Rewrite everything from the top of the data down to the line with "[[680, 64]]", changing each "query" to "label" and leaving all else the same.

** Start **

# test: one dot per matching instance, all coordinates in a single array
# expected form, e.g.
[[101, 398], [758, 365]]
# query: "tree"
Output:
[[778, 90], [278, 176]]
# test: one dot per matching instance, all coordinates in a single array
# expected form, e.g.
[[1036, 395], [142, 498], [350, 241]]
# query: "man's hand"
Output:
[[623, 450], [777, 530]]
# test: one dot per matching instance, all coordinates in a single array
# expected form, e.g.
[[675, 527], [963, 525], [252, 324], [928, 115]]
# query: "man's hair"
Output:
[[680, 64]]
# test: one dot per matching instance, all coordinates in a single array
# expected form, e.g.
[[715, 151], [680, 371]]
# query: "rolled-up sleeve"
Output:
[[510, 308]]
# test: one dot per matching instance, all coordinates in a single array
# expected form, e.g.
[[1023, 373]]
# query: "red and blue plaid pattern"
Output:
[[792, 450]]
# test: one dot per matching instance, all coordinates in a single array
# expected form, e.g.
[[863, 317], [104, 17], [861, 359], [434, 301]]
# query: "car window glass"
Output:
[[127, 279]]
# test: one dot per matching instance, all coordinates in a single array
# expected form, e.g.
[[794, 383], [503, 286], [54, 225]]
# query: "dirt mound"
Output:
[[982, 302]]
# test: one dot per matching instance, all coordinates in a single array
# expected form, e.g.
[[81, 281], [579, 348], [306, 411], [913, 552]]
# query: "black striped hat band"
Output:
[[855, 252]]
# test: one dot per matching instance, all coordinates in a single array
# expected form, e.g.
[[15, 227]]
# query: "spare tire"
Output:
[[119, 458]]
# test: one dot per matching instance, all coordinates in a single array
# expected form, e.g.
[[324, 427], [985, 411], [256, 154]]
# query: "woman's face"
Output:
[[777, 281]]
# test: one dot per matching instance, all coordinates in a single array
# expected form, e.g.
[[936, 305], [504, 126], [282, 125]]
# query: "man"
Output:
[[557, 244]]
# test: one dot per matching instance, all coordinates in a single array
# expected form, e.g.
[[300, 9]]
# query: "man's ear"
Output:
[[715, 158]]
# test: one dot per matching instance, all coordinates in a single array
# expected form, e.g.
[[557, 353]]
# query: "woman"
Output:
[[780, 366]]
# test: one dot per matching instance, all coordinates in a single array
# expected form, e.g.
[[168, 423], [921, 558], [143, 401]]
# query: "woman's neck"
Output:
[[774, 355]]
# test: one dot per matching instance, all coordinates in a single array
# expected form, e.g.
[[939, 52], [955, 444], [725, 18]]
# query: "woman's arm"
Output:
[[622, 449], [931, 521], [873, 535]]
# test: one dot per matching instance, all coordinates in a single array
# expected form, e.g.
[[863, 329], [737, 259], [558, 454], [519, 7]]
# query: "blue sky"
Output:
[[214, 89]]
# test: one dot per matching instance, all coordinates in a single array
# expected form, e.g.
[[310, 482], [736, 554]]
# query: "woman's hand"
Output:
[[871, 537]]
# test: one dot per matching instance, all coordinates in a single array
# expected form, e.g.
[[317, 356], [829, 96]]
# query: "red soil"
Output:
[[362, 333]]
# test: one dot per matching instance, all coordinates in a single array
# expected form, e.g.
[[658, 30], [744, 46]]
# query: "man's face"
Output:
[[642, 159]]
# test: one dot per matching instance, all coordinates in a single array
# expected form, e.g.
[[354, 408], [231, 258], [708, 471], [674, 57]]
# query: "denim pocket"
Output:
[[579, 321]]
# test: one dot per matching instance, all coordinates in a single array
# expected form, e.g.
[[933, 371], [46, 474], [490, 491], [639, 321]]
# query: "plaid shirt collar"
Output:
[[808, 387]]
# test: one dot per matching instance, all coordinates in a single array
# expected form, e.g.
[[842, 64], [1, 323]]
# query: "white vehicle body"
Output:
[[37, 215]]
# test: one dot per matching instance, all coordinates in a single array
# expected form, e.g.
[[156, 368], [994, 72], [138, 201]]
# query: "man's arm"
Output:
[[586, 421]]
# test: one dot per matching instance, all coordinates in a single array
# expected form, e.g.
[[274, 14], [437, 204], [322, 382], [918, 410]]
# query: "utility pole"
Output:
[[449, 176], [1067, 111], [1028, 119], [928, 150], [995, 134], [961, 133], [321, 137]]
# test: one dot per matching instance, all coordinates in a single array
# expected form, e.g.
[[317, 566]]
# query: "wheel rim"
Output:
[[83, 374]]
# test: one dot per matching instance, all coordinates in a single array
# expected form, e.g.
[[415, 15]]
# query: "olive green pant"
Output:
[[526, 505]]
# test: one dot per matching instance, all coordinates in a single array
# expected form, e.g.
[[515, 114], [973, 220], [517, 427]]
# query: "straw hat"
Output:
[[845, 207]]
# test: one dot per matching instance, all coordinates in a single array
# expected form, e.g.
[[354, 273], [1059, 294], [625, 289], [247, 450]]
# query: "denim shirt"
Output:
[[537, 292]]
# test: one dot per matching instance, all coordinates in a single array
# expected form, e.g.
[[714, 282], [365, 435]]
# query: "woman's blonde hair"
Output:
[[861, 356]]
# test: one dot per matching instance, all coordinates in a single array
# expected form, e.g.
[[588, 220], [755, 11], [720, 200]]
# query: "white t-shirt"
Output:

** End **

* _Completed task_:
# test: one dot per matching instance, all coordinates in a single array
# expected form, e.g.
[[101, 398], [758, 365]]
# label: "tree"
Output:
[[778, 90], [278, 176]]
# test: one dot per matching instance, all coordinates in a single array
# expected form, e.g.
[[1036, 395], [142, 498], [350, 241]]
# label: "man's hand"
Output:
[[623, 450], [777, 530]]
# test: one dot per matching instance, all coordinates in a single array
# expected form, e.g.
[[675, 527], [963, 525], [252, 324], [928, 115]]
# label: "man's hair"
Output:
[[680, 64]]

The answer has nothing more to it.